* INSTRUCTIONS TO FOLLOW:
Report every line below that contains the word "plant", copying each such line in full.

* RECORDED INFORMATION:

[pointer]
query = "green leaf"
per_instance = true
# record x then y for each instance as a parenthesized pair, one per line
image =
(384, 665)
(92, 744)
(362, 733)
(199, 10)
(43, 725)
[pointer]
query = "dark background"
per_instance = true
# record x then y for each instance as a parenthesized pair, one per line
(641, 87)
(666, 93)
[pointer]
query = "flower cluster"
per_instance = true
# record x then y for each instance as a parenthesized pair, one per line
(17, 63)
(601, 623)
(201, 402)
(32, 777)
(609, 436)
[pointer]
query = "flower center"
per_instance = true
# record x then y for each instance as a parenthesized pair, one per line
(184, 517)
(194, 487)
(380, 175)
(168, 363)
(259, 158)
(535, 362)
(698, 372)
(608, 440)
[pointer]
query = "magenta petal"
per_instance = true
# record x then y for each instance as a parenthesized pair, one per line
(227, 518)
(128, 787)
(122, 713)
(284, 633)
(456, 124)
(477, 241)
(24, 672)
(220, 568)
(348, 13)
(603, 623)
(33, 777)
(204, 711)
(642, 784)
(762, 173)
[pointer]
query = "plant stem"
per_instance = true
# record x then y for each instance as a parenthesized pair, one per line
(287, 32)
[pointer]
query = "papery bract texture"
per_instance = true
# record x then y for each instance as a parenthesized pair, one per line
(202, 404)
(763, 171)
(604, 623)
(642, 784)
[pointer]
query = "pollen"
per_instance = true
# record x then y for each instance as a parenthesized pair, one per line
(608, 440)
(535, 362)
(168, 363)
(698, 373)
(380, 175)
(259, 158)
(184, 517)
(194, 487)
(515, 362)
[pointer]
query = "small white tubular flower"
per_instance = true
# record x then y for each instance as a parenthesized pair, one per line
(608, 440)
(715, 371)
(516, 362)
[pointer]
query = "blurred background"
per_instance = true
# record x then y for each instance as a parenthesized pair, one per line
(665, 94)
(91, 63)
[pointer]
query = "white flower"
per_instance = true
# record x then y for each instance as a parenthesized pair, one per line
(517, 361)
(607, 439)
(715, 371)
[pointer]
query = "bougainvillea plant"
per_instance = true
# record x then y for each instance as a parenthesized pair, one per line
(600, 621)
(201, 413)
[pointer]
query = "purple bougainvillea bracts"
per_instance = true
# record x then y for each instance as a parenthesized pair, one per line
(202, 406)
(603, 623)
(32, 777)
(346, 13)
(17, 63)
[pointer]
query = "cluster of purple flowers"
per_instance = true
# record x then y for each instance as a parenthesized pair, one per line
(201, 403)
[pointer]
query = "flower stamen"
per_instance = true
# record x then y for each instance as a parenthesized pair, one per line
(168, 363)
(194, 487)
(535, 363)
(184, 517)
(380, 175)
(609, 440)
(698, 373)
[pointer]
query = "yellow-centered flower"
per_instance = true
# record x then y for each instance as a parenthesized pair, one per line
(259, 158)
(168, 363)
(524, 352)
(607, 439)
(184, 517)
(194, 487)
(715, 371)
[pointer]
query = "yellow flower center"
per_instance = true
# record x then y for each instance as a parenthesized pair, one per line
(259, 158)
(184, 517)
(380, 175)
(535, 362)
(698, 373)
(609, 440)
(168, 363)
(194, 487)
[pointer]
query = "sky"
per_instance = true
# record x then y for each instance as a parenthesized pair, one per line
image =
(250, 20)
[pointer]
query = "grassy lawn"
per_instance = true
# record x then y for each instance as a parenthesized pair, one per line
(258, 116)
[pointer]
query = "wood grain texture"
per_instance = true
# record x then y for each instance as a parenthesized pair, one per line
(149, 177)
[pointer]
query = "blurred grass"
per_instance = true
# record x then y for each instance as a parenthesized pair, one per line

* EXERCISE RESULT:
query = "plant stem"
query = "bougainvillea plant"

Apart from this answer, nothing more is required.